Write out all of the data below word for word, but leave out the pictures.

[begin Data extract]

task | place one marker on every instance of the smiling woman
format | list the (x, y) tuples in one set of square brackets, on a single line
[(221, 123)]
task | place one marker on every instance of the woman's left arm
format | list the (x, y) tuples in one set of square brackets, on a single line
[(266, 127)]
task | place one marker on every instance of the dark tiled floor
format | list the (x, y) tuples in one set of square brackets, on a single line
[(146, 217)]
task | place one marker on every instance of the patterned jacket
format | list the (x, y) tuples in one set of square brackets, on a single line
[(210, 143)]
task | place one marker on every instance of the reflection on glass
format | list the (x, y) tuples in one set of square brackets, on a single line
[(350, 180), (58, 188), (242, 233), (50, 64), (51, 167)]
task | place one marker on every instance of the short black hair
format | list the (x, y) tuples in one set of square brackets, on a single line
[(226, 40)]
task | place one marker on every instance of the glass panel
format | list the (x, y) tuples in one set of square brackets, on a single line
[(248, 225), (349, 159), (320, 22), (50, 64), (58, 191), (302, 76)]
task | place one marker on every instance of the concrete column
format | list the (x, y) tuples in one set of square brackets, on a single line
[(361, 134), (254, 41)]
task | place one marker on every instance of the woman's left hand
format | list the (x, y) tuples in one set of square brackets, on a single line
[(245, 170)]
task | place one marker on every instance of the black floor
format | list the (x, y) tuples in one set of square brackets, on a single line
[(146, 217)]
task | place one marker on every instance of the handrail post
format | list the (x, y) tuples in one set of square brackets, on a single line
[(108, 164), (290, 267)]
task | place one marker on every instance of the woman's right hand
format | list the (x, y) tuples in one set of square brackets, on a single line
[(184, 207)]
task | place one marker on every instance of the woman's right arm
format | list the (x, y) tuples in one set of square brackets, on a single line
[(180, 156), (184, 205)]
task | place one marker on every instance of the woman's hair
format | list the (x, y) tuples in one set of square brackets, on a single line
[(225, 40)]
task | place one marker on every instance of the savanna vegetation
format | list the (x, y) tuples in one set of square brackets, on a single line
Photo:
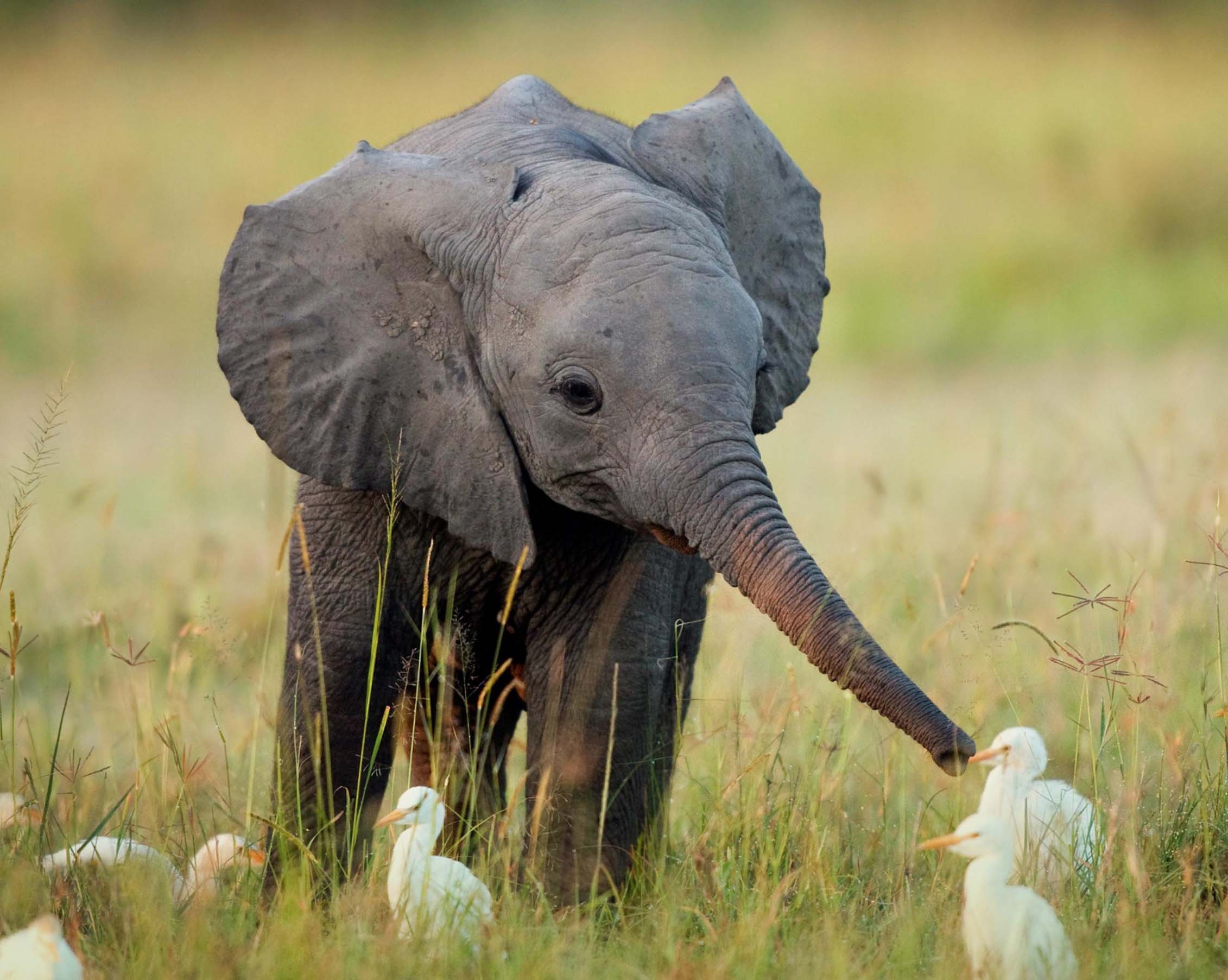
[(1022, 391)]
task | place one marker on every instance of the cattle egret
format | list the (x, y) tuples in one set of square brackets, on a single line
[(1010, 931), (429, 894), (1054, 827), (214, 857), (39, 952), (109, 851), (15, 808)]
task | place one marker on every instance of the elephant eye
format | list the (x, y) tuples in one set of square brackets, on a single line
[(581, 392)]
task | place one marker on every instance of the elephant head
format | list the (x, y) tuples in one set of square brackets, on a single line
[(549, 298)]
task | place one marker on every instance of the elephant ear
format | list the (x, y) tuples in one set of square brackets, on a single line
[(341, 333), (720, 155)]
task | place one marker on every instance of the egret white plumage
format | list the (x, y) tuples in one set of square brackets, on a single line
[(1054, 827), (110, 851), (1010, 931), (215, 856), (429, 894), (39, 952)]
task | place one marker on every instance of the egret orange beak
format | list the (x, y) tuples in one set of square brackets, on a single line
[(391, 817), (946, 840)]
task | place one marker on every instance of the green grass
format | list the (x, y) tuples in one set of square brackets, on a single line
[(1023, 364), (994, 185), (795, 811)]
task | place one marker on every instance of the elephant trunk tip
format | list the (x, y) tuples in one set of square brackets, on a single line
[(953, 758)]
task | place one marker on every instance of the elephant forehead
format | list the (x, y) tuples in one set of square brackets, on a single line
[(617, 231)]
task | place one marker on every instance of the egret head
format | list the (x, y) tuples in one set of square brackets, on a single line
[(977, 837), (419, 806), (1018, 749), (218, 855)]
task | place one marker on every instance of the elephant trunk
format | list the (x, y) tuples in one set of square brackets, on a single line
[(731, 516)]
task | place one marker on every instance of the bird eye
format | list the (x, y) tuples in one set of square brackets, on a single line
[(580, 391)]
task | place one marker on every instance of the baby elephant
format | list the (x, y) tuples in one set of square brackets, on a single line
[(560, 336)]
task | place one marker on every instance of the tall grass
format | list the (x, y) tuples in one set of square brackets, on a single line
[(1001, 194), (795, 812)]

[end Data extract]

Finished exercise:
task | place one marker on every instance of the smiling woman
format | list the (x, y) tuples in one set of square brackets, on a single line
[(221, 123)]
task | place one marker on every instance of the woman's left arm
format | list the (x, y) tuples in one set of square brackets, on a single line
[(266, 127)]
task | place one marker on every instance of the dark tiled floor
format | list the (x, y) tuples in one set of square brackets, on a single line
[(146, 217)]
task | place one marker on every instance of the patterned jacket
format | list the (x, y) tuples in one set of square brackets, on a single line
[(210, 143)]
task | place one marker on every instance of the reflection on glass
format | list the (x, y) tuples in one set of square brackets, on a single line
[(350, 180), (58, 188), (242, 233), (50, 64), (51, 167)]
task | place one marker on every instance of the short black hair
format | list the (x, y) tuples in one set of square brackets, on a single line
[(226, 40)]
task | place one marker on every instance of the glass panel
format | list the (x, y) tuples in one set of square brackets, on a single line
[(248, 225), (349, 159), (320, 22), (50, 64), (58, 191), (302, 76)]
task | place one marker on every instance of the concrete column
format | list the (x, y) tuples in one set of square brackets, on a single line
[(361, 134), (254, 41)]
task | place one marker on every instance of the woman's left hand
format | list the (x, y) tuples in one set of square brackets, on a single line
[(245, 170)]
task | place one marker on every instance of the black floor
format | list the (x, y) tuples in one set of square brackets, on a single line
[(146, 217)]
task | place one marker on every instance of the handrail post
format | list the (x, y) tuples in one set of square brackets, on a single line
[(108, 164), (290, 267)]
task | place one marker on every instance of the woman's right hand
format | list the (x, y) tuples in one set of square brackets, on a single line
[(184, 207)]
task | place one marker on every instance of the woman's right arm
format | list the (x, y) tuples in one set of square brackets, on a single line
[(180, 156), (184, 205)]
task | place one marker on every instance of the woman's hair
format | list the (x, y) tuples in one set of square brackets, on a single line
[(225, 40)]
task | place one marker on every instance of the savanna vegetation
format | list the (x, y) tuples in one set of square brackets, on a single line
Photo:
[(1022, 391)]
task | place one marker on every instance of the cattle egret
format | list the (x, y) tuples in one set of square brackets, on a single line
[(1010, 931), (429, 894), (1054, 827), (214, 857), (39, 952), (109, 851), (15, 808)]
task | place one marker on every instance of the elephant eye
format | list the (x, y) tuples in one set of square brackets, on a single line
[(581, 392)]
task | place one marker on every instance of the elephant head
format | list the (x, y) tuples in one set of square brackets, on a single line
[(549, 298)]
task | place one marker on every instance of the elephant ear
format | list the (x, y) tuples in one set of square brackets, on a single line
[(341, 333), (720, 155)]
task | place one marker on every instance of the egret white plumage
format | list the (x, y) tuples in one set of square brackets, on a single line
[(1054, 827), (110, 851), (1010, 931), (215, 856), (429, 894), (39, 952)]
task | place one marker on every instance of the egret orange beak
format | list the (x, y) tuples in one set of square brackets, on a single line
[(391, 817), (946, 840)]
task | place one marker on every instance of the green grass
format | list the (x, y) tuples in one set of square brackets, on a single line
[(1023, 364), (994, 185), (795, 811)]
task | place one marker on every instance of the elephant trunk tip
format | list the (x, y) tuples in one set of square brackets, on a single line
[(953, 758)]
task | place one marker on every instance of the elephant forehead
format | list the (x, y) tuples in one set of square brackets, on a single line
[(617, 231)]
task | place one marker on every instance of the egret head
format | list the (x, y) tuples in one set of square brackets, on a single line
[(977, 837), (419, 806), (1018, 749), (218, 855)]
task | place one marker on every instance of the elephant trunk
format | list the (x, y) tuples in one set of square brackets, on a single line
[(731, 516)]
task | place one marker on every instance of the bird eye
format | list the (x, y) tuples in one set of square brackets, on a single line
[(580, 391)]
task | place one marker on every instance of the baby elephant
format | list the (x, y) tuples in one set of square brackets, on a single line
[(560, 336)]
task | place one marker on every instance of the tall grass
format | list the (x, y) tuples in one set of square brackets, on a single line
[(1001, 194), (795, 812)]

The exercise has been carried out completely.